WORK INSTRUCTIONS » Rewrite the lines from the start through the line containing "M 658 585 L", replacing "flower stem" with "plant stem" and leaving everything else unchanged.

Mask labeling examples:
>>>
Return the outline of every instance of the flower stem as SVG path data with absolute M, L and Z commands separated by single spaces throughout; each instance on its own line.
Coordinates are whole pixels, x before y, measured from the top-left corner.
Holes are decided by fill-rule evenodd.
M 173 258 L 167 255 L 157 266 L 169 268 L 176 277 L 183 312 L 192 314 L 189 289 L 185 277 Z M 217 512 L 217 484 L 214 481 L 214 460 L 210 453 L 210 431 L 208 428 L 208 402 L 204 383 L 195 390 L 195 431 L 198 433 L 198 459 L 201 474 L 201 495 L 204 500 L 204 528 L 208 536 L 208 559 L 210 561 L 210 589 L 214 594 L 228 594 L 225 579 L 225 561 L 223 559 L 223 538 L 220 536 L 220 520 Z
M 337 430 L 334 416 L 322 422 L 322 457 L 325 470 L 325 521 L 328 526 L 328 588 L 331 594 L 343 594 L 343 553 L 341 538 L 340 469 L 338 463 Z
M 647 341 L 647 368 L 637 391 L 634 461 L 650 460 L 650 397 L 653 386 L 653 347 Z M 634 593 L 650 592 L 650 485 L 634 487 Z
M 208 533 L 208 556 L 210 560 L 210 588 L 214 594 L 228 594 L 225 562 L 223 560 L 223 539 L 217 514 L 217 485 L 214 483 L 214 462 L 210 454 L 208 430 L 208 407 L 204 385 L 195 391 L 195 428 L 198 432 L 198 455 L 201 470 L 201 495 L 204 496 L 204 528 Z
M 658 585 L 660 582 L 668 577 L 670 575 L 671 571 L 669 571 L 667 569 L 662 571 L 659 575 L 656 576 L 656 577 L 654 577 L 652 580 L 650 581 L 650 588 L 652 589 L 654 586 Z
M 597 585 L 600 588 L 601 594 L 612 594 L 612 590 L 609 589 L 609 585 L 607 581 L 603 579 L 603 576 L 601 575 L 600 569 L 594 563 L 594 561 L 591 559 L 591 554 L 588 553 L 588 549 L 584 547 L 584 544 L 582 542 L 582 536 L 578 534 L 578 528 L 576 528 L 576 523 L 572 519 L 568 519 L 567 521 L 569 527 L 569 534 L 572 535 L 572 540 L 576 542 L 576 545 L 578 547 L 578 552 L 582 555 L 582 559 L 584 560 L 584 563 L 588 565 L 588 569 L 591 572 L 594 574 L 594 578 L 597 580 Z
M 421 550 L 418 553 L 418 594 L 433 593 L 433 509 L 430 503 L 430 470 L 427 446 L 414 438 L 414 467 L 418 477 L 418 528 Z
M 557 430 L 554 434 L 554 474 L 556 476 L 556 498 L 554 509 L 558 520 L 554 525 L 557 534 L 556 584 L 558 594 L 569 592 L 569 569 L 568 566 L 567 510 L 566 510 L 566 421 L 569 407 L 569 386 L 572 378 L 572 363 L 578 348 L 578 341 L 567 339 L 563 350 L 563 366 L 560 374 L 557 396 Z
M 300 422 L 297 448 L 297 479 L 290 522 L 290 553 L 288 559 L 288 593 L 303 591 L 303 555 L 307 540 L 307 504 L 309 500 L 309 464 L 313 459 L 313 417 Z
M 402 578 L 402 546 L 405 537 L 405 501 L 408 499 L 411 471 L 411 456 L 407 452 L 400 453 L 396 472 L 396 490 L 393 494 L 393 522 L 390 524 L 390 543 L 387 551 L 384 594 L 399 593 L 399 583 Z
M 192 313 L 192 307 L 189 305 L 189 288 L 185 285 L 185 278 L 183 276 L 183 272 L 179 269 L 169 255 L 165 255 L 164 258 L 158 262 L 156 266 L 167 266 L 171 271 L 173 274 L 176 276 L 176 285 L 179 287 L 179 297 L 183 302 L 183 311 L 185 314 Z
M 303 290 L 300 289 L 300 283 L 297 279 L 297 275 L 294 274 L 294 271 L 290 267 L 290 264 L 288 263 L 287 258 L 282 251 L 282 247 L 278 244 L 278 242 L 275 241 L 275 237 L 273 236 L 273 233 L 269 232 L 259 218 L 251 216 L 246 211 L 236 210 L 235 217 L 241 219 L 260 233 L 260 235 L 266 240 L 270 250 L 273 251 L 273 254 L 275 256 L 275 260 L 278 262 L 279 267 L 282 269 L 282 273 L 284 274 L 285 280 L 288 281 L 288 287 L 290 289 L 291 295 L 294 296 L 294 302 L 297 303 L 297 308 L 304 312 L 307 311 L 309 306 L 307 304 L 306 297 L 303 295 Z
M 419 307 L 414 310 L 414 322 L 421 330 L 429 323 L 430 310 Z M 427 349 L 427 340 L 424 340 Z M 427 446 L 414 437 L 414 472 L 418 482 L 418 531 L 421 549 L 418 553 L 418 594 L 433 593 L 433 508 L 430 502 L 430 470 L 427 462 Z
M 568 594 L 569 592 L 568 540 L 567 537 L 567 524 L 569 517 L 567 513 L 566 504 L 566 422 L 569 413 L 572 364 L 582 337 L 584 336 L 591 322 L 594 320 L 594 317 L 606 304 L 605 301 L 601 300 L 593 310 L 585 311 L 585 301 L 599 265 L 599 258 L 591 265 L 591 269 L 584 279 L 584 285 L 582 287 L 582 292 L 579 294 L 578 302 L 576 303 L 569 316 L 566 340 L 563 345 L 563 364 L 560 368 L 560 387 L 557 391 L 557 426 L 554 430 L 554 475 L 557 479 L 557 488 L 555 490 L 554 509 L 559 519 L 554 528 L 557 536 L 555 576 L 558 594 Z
<<<
SOLUTION »
Return the outline of every instance of the plant stem as SVG path data with absolute M, L and Z commands separated by single spaces throughout; each instance on its own line.
Coordinates are whole pixels, x before y, measured from the top-left corner.
Holes are decided by fill-rule evenodd.
M 173 258 L 167 255 L 157 266 L 169 268 L 176 277 L 183 312 L 192 314 L 189 289 L 185 277 Z M 217 512 L 217 484 L 214 481 L 214 460 L 210 453 L 210 431 L 208 428 L 208 402 L 204 383 L 195 390 L 195 431 L 198 433 L 198 459 L 201 474 L 201 495 L 204 500 L 204 528 L 208 536 L 208 559 L 210 561 L 210 589 L 214 594 L 228 594 L 225 579 L 225 561 L 223 559 L 223 538 L 220 536 L 220 520 Z
M 337 430 L 334 416 L 322 422 L 322 457 L 325 470 L 325 521 L 328 526 L 328 588 L 331 594 L 343 594 L 343 553 L 341 538 L 340 469 L 338 463 Z
M 647 341 L 647 368 L 637 391 L 634 461 L 650 460 L 650 397 L 653 386 L 653 347 Z M 634 593 L 650 592 L 650 485 L 634 487 Z
M 208 533 L 208 556 L 210 560 L 210 588 L 214 594 L 228 594 L 225 562 L 223 560 L 223 539 L 217 514 L 217 485 L 214 483 L 214 462 L 210 454 L 208 430 L 208 407 L 204 385 L 195 391 L 195 428 L 198 432 L 198 455 L 201 470 L 201 495 L 204 496 L 204 528 Z
M 658 585 L 660 582 L 668 577 L 670 575 L 671 571 L 669 571 L 667 569 L 662 571 L 659 575 L 656 576 L 656 577 L 654 577 L 652 580 L 650 581 L 650 588 L 652 589 L 654 586 Z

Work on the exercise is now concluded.